# [EXERCISE INPUTS]
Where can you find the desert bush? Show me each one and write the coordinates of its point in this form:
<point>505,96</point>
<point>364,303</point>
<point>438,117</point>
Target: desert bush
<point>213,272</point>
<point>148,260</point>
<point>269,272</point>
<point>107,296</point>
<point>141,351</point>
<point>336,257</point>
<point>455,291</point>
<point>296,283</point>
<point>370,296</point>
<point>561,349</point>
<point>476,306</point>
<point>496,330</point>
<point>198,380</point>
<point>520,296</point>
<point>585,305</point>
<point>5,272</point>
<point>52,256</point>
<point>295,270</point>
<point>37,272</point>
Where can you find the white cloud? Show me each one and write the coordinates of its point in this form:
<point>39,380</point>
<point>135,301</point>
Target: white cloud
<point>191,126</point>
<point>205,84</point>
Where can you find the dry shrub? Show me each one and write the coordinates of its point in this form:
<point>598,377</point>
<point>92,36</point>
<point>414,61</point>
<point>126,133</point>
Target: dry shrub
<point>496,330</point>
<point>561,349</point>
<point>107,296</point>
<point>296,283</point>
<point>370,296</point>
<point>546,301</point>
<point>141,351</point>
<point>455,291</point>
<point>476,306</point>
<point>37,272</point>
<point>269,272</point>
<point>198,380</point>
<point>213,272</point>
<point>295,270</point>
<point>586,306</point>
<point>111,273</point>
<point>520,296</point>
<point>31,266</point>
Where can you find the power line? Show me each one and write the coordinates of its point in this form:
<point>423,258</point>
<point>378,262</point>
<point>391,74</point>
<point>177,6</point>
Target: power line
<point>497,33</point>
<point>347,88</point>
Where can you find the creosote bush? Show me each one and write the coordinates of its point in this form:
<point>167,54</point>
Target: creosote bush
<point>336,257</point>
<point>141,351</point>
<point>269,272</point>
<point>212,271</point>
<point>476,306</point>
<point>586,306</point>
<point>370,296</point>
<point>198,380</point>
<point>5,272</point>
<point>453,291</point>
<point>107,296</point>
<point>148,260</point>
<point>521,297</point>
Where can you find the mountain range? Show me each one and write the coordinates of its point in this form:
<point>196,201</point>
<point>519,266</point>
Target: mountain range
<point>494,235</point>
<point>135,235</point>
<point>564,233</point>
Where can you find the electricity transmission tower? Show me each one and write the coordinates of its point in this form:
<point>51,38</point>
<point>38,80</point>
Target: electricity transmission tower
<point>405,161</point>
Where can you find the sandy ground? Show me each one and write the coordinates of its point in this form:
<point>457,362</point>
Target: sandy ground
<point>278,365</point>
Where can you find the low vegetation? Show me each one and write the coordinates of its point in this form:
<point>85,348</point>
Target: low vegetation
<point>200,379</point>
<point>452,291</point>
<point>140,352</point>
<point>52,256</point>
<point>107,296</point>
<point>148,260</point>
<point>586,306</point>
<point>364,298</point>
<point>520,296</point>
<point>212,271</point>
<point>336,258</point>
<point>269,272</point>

# [EXERCISE PROMPT]
Add 99 to every coordinate in the answer points, then write out the lines of the records above again in full, requests included, starting with the line that contains "Where can you find the creosote" and going on through the line that contains "<point>405,161</point>". Leave the numbers in the requests and their format samples as they are.

# [EXERCISE RESULT]
Where can you find the creosote bush? Show me each one and write the coordinates of its point in this form:
<point>167,54</point>
Target: creosote bush
<point>435,356</point>
<point>240,450</point>
<point>368,371</point>
<point>311,370</point>
<point>575,405</point>
<point>685,405</point>
<point>469,395</point>
<point>297,479</point>
<point>104,371</point>
<point>552,390</point>
<point>206,395</point>
<point>247,359</point>
<point>620,396</point>
Where can you find the mountain range? Show me each one and write the coordinates of its point in this form:
<point>196,201</point>
<point>519,266</point>
Target: mountain range
<point>593,334</point>
<point>234,334</point>
<point>663,332</point>
Where can you find the electricity transmission tower? Show me each one and write the coordinates of its point in this form:
<point>51,38</point>
<point>38,80</point>
Target: electricity transmission tower
<point>504,260</point>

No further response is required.